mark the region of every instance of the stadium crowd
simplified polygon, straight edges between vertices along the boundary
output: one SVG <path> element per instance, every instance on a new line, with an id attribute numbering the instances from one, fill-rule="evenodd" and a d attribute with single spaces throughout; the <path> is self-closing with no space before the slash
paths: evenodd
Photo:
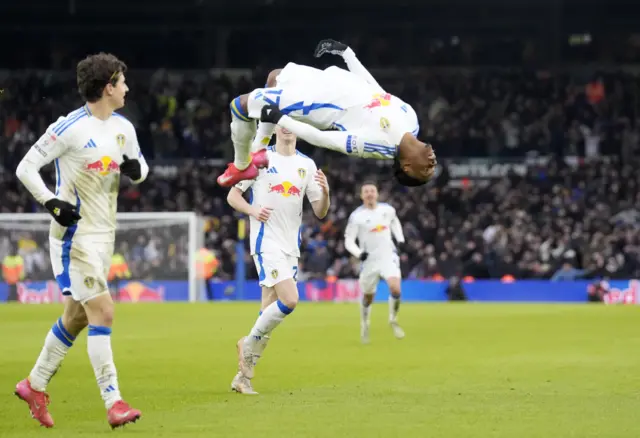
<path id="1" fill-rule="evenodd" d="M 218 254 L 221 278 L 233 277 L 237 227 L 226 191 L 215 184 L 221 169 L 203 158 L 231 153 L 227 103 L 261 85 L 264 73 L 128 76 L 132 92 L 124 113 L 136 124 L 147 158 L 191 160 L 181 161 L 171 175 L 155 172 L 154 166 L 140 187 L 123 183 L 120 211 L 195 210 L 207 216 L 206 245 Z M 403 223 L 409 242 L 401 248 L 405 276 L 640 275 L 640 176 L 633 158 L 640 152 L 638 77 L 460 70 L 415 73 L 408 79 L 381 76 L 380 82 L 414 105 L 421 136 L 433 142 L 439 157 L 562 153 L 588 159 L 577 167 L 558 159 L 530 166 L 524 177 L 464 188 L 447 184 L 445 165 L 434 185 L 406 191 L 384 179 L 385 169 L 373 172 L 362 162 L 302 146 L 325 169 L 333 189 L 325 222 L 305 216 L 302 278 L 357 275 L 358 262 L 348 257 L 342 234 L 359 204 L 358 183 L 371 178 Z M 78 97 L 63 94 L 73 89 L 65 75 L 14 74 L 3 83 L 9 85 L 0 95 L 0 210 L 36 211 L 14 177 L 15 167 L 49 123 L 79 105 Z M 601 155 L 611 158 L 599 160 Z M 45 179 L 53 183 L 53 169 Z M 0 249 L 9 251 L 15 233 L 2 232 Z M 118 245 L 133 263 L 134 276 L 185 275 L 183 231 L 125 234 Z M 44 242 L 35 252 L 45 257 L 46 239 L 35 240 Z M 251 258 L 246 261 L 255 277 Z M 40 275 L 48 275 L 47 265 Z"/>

━━━━━━━━━━━━━━━━━━━━━━━━━━━━━━

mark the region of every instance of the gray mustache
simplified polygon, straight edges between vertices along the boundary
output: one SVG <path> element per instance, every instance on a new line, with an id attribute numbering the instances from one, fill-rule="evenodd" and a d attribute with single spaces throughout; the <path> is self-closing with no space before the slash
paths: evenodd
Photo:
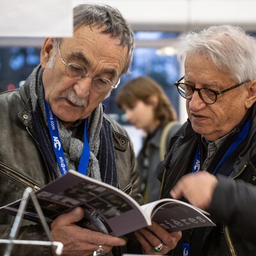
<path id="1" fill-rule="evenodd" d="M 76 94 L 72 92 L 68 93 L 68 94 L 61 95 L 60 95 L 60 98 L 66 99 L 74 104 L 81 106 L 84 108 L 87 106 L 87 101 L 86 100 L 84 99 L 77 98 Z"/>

━━━━━━━━━━━━━━━━━━━━━━━━━━━━━━

- TASK TO CARRY OUT
Copy out word for word the part of the items that opens with the line containing "mark the region of every instance of the gray" and closes with the line containing "99 L 74 104", with both of those lines included. Leave the pictures out of your copy.

- ANSWER TO THIS PROBLEM
mark the region of every instance of the gray mustache
simplified polygon, straight edges between vertices along the boundary
output: one SVG <path> element per instance, every instance on a new line, with an id attribute numbering the instances from one, fill-rule="evenodd" and a d attribute with single spaces throughout; the <path> is self-closing with no space before the slash
paths: evenodd
Photo:
<path id="1" fill-rule="evenodd" d="M 76 94 L 72 92 L 68 93 L 68 94 L 61 95 L 60 95 L 60 98 L 66 99 L 74 104 L 81 106 L 84 108 L 87 106 L 87 101 L 86 100 L 84 99 L 77 98 Z"/>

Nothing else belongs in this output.